:: Text ::
Thursday, May 27, 2010

Spaghettini with nduja

I had never heard of nduja until I read this article in the New York Times. It's a soft, spreadable, spicy salami from Calabria, Italy. I'll be damned if there's a cured and/or smoked pork product that I haven't tried. So, I went to the Ferry building and bought some from Boccalone, Chris Cosentino's saulmeria that specializes in "tasty salted pig parts." It's pretty much where I belong. They had some samples of nduja on toast that were magical. This dish almost never happened because my roommate saw my nduja in the fridge and almost stole it for himself. That's how good this sh*t is.


Ingredients
(serves 4)
1 lb broccoli rabe, trimmed
1 lb. dried spahettini (or sphaghetti)
1 medium onion, minced
6 garlic cloves, thinly sliced
4 oz. nduja
zest of 1 lemon
juice of 1 lemon
extra virgin olive oil
toasted bread crumbs (~1/4 cup)
salt + pepper
  • Bring a large pot of water to boil and salt generously. Add broccoli rabe and cook until tender, about 3 min. Transfer to ice water bath. Cut into 1/2 in pieces once cool (smaller than what I did).
  • In a large skillet, heat 2 tbsp. olive oil over medium-high heat. Add garlic and onion, season with salt, and cook until soft, 8-10 min.
  • Add nduja and stir, breaking up meat with a wooden spoon until meat falls apart.
  • Add broccoli rabe, lemon zest, and stir to combine.
  • Meanwhile, using the same boiling water used to cook the broccoli rabe, cook spaghettini until al dente, about nine minutes. Add a bit more water and/or salt if necessary.
  • Mix spaghettini into the sauce. Taste and adjust seasonings with salt, pepper, olive oil, and lemon juice. Top with bread crumbs.
Recipe courtesy of Chris Cosentino, article in NYTimes

Sunday, May 23, 2010

Cornetti (Italian croissant)

I am not a baker. I'm never going to bake a pie because I'm craving something sweet. I enjoy cooking much more: the sizzle of meat in a pan, honing my chef's knife and chopping vegetables, and adjusting seasoning as I go. You know, savory sh*t. When I do bake, it's really only for people's birthdays. Mostly straightforward, hard to f#*k up things like brownies, cupcakes, and pots de crème. Who doesn't like baked goods for their birthday? Somehow a roasted pork shoulder or duck confit just isn't quite as celebratory.
:::
:: Record extracts ::
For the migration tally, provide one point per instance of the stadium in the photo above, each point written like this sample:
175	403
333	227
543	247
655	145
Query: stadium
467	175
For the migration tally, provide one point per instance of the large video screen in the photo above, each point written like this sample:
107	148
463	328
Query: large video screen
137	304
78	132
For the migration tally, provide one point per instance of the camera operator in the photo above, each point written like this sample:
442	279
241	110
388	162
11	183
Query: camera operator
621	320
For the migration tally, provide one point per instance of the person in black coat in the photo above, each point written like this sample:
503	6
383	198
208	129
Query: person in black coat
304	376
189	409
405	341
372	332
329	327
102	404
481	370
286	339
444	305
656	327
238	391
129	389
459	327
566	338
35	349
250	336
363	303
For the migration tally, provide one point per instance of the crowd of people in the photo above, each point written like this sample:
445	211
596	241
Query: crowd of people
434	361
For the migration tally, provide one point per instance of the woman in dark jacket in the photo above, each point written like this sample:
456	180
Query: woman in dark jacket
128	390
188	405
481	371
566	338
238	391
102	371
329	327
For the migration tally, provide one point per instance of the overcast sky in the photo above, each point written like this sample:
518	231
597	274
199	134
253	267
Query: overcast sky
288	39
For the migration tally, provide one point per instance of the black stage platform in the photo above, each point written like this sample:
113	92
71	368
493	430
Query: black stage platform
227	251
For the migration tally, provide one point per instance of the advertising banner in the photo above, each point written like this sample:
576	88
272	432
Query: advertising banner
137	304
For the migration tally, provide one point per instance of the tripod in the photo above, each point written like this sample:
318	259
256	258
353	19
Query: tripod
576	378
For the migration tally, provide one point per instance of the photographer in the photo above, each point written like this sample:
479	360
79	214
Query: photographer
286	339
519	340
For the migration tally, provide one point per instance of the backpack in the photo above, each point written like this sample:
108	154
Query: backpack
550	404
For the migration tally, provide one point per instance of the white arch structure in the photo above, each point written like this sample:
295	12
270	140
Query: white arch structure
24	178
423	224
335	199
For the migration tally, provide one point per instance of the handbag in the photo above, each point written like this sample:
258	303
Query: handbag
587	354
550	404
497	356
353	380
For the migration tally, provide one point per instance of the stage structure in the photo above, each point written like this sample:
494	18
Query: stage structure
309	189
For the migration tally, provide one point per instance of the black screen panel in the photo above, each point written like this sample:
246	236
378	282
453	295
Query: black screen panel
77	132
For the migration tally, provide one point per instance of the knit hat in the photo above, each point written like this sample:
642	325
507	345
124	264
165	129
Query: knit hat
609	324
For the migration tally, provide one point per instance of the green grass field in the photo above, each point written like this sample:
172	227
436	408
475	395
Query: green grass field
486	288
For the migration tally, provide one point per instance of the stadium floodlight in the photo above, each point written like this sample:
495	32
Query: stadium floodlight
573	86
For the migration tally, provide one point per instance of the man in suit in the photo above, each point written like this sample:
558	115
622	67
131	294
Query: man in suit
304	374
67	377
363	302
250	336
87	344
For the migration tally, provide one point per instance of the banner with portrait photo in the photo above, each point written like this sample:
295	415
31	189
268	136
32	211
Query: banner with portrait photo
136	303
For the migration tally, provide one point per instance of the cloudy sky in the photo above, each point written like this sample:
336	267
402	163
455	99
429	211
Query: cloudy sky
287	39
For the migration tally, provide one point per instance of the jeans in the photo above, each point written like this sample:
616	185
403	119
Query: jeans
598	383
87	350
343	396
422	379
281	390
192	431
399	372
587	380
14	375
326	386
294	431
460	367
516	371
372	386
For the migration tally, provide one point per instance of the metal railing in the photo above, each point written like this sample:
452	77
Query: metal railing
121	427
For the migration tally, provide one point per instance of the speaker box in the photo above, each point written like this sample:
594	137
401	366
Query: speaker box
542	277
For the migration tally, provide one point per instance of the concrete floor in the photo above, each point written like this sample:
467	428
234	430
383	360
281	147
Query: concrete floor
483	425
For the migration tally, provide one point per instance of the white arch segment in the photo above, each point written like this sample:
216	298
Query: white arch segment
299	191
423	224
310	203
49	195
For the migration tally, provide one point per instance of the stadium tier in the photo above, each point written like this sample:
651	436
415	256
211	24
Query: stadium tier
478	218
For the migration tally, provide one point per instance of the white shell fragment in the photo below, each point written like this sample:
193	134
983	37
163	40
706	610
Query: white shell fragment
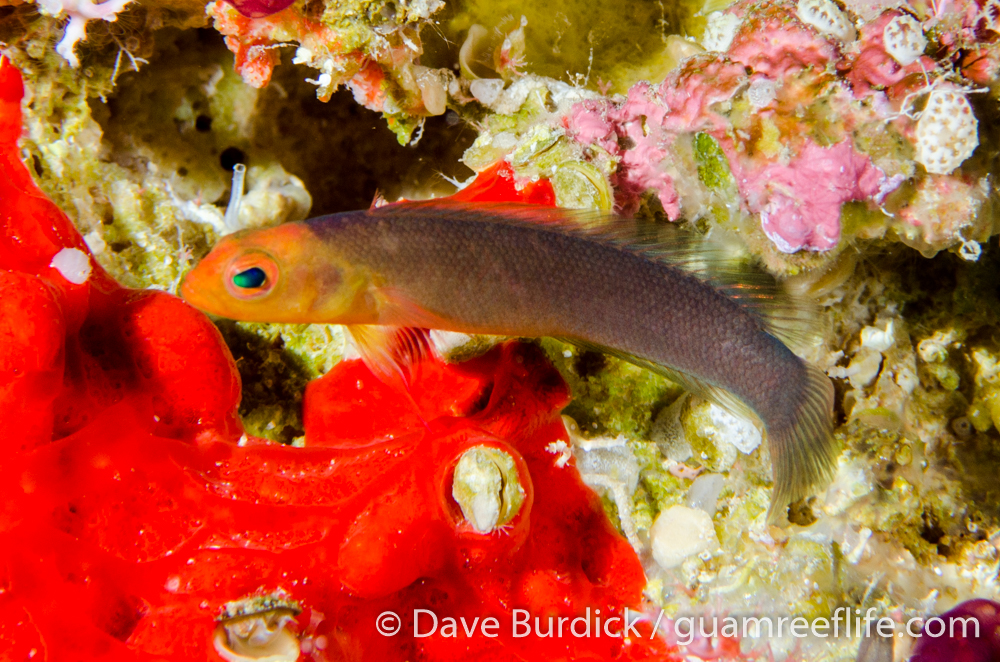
256	629
720	32
680	532
947	132
737	431
761	92
827	18
73	264
878	339
904	39
486	90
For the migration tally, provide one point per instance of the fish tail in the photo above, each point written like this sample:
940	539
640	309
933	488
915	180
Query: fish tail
803	451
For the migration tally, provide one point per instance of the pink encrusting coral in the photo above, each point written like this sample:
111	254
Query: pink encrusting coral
642	129
800	107
799	202
872	65
773	41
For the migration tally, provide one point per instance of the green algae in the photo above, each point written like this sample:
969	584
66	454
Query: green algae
611	397
713	166
595	42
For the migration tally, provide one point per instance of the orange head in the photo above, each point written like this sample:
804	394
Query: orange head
280	274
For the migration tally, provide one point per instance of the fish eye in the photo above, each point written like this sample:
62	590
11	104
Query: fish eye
249	279
252	275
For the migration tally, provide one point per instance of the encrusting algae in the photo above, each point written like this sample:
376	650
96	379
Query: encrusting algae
528	271
847	147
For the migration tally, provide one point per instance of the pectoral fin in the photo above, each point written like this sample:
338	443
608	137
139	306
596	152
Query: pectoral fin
392	352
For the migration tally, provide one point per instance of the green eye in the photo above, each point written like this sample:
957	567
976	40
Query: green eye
250	279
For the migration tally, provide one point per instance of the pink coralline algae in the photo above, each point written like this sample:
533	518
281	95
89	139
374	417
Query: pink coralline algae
947	639
642	129
799	203
873	67
773	41
259	8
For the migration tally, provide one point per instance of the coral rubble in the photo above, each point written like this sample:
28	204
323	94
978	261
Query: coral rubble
847	147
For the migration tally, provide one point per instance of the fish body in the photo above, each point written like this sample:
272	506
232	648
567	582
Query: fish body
528	271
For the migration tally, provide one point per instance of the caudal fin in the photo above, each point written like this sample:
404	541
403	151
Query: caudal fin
803	452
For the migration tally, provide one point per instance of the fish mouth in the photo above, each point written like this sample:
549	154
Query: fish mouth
194	290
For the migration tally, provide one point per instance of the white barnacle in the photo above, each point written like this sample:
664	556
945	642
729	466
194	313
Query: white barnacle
827	18
256	628
947	132
904	39
73	264
720	32
487	487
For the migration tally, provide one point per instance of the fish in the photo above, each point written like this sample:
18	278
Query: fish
592	279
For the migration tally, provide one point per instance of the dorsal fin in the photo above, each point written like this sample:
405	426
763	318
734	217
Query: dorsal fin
789	319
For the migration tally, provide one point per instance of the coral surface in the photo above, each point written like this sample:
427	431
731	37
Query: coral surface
848	148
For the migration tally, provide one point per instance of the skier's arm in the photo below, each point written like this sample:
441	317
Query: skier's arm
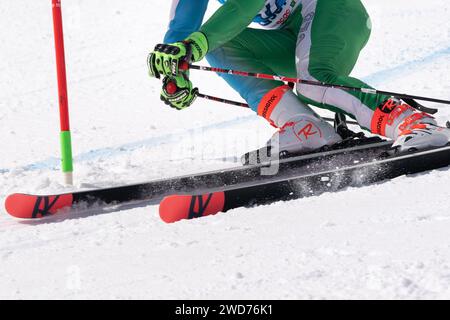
186	16
230	20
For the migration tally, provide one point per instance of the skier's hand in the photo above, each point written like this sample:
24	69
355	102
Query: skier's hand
166	58
177	92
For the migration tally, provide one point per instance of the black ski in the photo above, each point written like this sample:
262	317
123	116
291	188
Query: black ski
322	177
29	206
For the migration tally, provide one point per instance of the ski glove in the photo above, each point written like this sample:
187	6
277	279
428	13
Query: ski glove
177	92
166	58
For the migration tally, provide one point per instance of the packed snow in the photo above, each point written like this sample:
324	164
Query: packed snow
390	240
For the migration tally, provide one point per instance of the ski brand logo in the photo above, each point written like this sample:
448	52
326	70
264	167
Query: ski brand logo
307	130
198	206
268	104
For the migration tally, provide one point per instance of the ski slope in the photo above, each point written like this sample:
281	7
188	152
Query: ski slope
386	241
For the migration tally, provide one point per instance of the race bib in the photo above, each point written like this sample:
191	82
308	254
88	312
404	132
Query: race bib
275	12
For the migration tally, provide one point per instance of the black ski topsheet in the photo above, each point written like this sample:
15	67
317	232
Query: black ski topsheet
328	178
157	189
28	206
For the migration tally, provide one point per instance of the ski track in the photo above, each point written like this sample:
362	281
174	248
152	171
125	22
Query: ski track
385	241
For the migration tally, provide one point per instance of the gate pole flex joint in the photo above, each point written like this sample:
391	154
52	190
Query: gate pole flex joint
65	136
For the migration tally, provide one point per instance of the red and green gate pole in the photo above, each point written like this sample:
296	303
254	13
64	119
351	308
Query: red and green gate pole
65	136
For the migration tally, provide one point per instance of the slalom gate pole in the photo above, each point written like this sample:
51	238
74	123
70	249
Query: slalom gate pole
65	136
185	66
244	105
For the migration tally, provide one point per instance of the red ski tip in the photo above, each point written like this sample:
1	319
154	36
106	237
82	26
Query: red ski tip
178	207
26	206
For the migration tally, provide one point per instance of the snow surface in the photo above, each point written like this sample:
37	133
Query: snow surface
390	240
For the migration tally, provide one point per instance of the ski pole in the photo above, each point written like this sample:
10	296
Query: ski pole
244	105
185	66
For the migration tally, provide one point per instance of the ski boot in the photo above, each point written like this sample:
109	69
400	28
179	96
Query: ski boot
410	129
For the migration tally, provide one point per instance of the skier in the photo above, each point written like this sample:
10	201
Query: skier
316	40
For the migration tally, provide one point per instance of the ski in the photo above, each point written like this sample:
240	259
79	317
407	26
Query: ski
179	207
32	206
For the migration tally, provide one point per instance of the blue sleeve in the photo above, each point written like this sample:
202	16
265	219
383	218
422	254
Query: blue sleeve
186	17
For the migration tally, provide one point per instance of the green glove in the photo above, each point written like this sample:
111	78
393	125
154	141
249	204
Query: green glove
166	58
177	92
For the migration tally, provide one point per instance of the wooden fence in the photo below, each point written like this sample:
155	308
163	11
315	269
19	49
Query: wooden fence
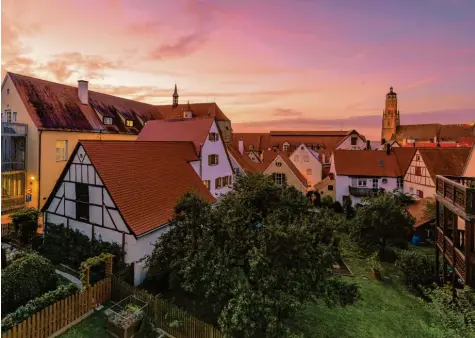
60	316
171	319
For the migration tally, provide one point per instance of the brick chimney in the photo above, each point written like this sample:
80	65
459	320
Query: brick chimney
241	146
83	92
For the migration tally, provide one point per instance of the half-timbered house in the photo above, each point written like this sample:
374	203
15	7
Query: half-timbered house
124	192
419	180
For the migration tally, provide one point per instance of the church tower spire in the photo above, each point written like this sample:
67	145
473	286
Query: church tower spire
390	116
175	97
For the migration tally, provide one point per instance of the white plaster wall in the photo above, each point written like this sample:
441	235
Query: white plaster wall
223	168
298	159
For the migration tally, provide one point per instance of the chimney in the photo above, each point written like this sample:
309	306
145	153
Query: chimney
241	146
83	93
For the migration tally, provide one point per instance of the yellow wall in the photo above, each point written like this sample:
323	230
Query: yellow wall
50	169
284	169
:::
◆ Short problem
Copy, unchanged, the part of the blog post that opens with the words containing "Sunday, May 23, 2010" and closes with "quite as celebratory.".

◆ Result below
Sunday, May 23, 2010

Cornetti (Italian croissant)

I am not a baker. I'm never going to bake a pie because I'm craving something sweet. I enjoy cooking much more: the sizzle of meat in a pan, honing my chef's knife and chopping vegetables, and adjusting seasoning as I go. You know, savory sh*t. When I do bake, it's really only for people's birthdays. Mostly straightforward, hard to f#*k up things like brownies, cupcakes, and pots de crème. Who doesn't like baked goods for their birthday? Somehow a roasted pork shoulder or duck confit just isn't quite as celebratory.